Compito 1
Per favore, elenca gli estremi della pronuncia indicati nel testo mostrato: organo, sezione, tipo di atto, data e numero.
Compito 2
Riporta dal testo mostrato il passo che va da "Consiglio di Stato, sezione" fino a "lo ha emanato." incluso.

Testo mostrato

Il processo amministrativo non costituisce una giurisdizione di diritto oggettivo

Consiglio di Stato, sezione quinta, Sentenza 9 dicembre 2019, n. 8399

La massima estrapolata:

Il processo amministrativo non costituisce una giurisdizione di diritto oggettivo, volta semplicemente a ristabilire una legalità che si assume violata, ma ha la funzione di dirimere una controversia fra un soggetto che si afferma leso in modo diretto e attuale da un provvedimento amministrativo e l’amministrazione che lo ha emanato.

Estratti di dati di etichettatura delle località
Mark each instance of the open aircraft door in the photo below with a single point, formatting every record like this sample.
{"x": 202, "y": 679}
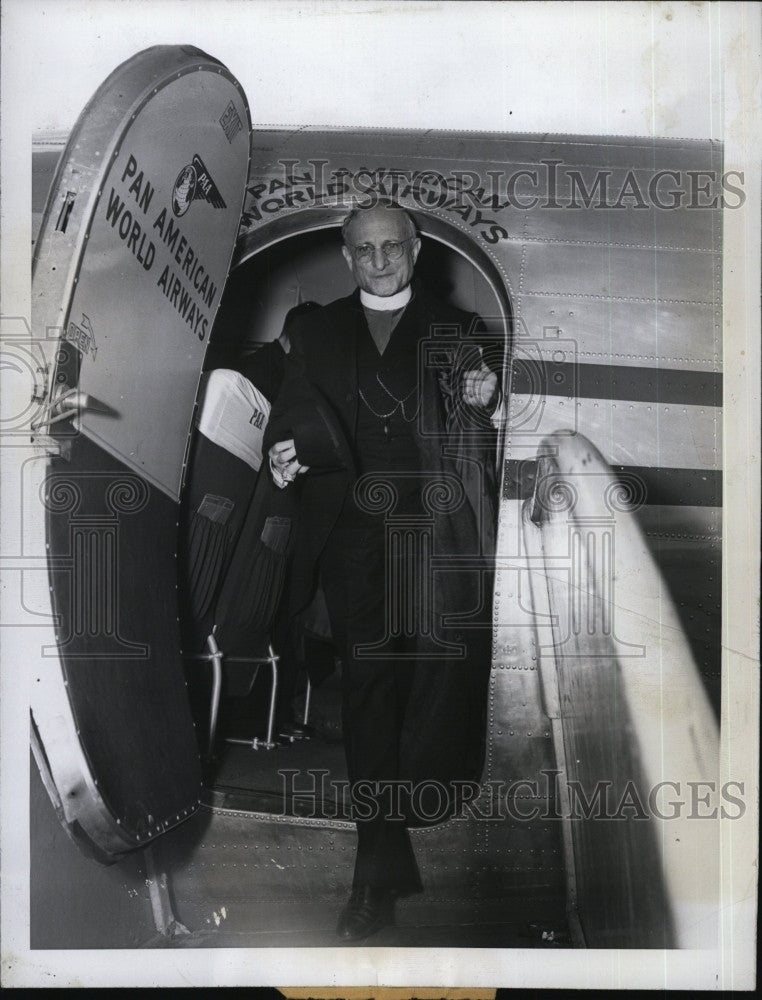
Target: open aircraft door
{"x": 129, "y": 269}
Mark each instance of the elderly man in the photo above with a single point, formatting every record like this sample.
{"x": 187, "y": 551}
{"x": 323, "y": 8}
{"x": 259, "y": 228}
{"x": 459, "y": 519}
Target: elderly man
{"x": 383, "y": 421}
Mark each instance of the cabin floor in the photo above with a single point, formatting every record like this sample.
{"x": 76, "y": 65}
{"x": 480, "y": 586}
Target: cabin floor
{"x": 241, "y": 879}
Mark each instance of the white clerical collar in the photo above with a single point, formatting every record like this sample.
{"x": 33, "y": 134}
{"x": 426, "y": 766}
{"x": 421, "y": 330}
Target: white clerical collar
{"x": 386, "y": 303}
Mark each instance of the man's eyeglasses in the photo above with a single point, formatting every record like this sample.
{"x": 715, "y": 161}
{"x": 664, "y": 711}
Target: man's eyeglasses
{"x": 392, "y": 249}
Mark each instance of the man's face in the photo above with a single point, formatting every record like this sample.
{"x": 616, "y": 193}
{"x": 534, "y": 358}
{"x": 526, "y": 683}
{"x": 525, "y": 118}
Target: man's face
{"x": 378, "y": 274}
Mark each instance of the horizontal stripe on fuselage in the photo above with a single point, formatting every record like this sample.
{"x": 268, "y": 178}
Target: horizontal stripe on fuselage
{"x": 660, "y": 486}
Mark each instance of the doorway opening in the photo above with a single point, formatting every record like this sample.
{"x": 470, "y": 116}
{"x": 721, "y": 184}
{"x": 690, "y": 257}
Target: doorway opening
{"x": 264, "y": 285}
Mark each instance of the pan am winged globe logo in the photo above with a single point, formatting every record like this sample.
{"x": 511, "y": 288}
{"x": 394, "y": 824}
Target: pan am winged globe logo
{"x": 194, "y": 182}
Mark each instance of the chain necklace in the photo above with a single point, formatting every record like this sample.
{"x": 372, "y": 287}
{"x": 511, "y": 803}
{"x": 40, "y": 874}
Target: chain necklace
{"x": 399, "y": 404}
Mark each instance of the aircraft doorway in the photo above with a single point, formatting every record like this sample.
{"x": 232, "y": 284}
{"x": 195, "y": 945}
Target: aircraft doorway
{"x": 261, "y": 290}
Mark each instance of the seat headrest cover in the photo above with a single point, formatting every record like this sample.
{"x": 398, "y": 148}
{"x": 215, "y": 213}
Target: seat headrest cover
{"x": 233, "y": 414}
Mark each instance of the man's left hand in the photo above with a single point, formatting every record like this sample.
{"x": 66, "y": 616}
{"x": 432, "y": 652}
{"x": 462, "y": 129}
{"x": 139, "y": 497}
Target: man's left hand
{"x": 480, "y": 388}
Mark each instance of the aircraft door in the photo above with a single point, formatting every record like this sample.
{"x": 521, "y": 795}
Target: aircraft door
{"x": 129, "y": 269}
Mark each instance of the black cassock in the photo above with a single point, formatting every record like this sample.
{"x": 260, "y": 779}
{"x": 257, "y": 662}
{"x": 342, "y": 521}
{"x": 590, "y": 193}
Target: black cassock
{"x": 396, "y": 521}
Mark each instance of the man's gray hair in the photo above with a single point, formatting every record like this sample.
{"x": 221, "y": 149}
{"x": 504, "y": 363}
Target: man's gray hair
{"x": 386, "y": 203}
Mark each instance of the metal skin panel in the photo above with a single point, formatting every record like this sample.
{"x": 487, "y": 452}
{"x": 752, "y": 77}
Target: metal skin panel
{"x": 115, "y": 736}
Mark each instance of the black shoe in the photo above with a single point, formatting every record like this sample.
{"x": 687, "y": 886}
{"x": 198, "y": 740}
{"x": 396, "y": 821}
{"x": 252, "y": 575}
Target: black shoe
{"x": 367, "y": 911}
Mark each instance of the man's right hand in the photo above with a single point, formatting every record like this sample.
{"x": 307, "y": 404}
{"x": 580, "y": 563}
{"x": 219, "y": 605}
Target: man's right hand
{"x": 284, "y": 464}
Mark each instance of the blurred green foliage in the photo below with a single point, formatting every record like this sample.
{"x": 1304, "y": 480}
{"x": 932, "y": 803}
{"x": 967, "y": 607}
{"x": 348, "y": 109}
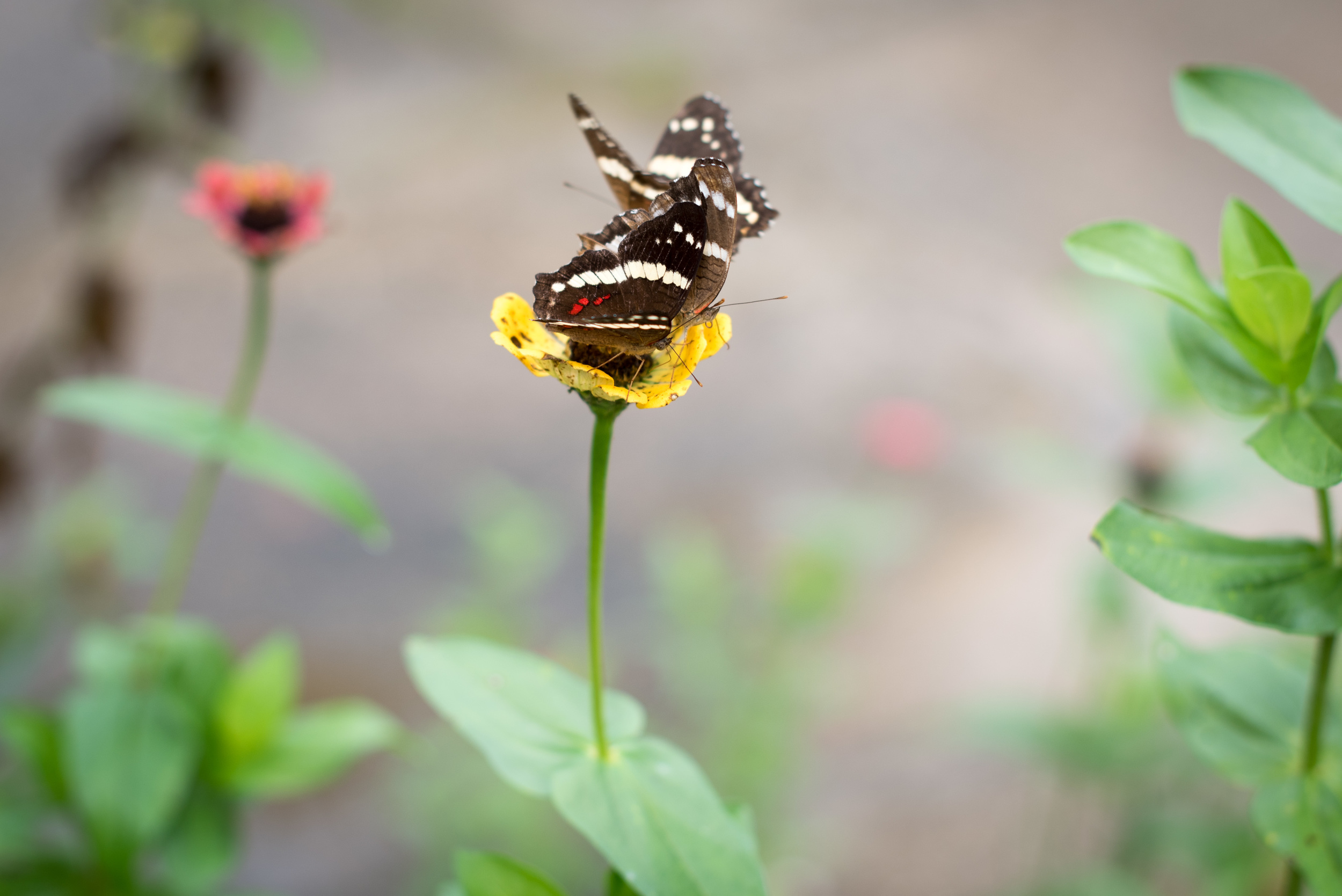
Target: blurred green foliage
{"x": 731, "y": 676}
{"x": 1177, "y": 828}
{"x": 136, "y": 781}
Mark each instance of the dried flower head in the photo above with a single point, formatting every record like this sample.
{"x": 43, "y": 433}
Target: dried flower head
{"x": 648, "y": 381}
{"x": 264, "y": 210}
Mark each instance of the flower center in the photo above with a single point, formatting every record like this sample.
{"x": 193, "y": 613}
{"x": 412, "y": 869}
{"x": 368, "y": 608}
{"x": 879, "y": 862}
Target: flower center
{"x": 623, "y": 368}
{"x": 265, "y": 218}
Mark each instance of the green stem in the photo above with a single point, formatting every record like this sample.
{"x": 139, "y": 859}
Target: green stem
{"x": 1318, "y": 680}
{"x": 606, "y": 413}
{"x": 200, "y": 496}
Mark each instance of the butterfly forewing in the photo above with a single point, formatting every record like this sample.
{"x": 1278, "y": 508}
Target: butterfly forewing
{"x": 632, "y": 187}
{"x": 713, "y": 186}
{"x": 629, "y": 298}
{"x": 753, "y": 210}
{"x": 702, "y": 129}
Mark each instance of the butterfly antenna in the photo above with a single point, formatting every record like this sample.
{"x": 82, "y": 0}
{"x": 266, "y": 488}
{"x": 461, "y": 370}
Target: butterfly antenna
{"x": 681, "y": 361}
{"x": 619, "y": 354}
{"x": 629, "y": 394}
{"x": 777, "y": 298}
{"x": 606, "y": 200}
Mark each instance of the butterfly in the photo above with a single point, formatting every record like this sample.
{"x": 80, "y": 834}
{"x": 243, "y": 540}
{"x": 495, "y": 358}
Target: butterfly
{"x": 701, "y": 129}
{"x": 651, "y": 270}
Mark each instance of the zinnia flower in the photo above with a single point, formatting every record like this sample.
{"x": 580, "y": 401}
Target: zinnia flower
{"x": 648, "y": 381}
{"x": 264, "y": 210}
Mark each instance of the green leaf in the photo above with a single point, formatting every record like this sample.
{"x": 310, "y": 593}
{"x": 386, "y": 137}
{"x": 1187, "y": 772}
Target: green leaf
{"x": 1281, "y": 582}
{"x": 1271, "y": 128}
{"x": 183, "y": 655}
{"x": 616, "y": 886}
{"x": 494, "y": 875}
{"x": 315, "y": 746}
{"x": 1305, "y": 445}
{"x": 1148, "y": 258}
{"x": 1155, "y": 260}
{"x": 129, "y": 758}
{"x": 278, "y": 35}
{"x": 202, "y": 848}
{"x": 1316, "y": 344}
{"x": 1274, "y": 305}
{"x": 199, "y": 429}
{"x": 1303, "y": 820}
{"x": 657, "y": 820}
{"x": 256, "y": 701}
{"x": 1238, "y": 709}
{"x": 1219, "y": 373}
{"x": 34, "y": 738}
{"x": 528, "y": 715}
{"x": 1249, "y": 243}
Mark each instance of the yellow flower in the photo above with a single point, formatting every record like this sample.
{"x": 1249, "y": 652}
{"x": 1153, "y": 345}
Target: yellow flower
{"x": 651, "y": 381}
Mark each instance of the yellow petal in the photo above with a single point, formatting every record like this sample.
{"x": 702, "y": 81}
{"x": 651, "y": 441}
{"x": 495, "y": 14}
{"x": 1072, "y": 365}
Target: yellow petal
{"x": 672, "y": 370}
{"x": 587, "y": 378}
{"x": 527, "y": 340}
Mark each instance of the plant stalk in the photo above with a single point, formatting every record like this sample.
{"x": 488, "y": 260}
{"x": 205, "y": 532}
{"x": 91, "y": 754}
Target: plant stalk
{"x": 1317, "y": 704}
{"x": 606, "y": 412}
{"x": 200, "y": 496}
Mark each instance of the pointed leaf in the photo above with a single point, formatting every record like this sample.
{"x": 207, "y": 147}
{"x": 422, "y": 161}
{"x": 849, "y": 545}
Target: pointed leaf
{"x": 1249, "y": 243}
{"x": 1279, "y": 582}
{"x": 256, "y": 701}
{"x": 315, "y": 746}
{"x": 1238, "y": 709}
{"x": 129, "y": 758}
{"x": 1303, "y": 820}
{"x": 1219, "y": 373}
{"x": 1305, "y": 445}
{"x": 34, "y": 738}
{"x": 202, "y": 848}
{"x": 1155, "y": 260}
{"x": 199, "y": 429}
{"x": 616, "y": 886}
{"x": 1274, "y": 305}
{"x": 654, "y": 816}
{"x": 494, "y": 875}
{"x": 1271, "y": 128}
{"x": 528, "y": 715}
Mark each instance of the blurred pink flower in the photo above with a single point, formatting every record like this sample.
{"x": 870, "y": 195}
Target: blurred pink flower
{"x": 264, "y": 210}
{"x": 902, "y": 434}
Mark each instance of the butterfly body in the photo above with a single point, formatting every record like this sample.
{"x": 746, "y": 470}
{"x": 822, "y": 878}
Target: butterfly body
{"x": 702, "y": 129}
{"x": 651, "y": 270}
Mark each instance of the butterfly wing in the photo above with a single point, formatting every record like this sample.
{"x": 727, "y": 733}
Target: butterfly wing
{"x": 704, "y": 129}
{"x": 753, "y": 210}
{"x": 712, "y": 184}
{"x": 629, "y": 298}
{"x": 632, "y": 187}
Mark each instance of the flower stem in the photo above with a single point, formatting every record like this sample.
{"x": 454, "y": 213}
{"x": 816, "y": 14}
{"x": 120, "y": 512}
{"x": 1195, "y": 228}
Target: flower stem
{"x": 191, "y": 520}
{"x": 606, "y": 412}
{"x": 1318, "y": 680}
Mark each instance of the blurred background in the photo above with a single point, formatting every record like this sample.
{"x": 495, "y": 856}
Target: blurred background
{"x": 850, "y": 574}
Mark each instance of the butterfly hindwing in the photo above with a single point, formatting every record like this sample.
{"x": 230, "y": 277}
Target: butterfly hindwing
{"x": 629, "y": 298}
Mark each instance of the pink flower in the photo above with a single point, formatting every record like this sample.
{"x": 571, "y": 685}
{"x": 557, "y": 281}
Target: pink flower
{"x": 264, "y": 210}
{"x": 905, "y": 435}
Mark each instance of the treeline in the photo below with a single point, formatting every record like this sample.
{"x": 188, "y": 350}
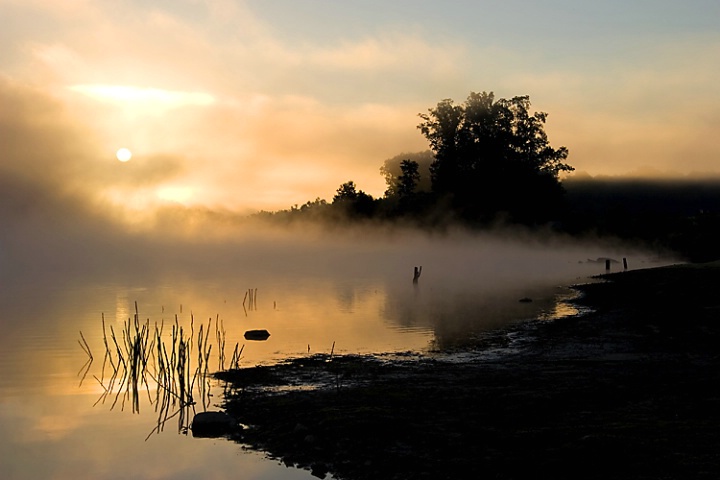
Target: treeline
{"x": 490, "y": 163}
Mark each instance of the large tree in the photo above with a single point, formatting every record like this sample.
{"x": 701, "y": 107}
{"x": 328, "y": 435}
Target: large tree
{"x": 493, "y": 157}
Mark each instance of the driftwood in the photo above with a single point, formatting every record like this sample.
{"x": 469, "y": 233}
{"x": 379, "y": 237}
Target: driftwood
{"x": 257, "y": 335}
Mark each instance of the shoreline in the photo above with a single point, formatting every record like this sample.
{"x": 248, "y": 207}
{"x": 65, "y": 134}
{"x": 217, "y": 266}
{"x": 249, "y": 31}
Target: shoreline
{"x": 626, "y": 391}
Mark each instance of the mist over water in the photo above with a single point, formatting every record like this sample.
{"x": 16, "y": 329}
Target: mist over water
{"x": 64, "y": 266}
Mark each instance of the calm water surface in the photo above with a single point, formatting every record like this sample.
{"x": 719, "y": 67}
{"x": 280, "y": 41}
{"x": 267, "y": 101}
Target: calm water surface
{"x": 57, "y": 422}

Risposta attesa 1
Consiglio di Stato
sezione quinta
Sentenza
9 dicembre 2019
n. 8399

Risposta attesa 2
Consiglio di Stato, sezione quinta, Sentenza 9 dicembre 2019, n. 8399

La massima estrapolata:

Il processo amministrativo non costituisce una giurisdizione di diritto oggettivo, volta semplicemente a ristabilire una legalità che si assume violata, ma ha la funzione di dirimere una controversia fra un soggetto che si afferma leso in modo diretto e attuale da un provvedimento amministrativo e l’amministrazione che lo ha emanato.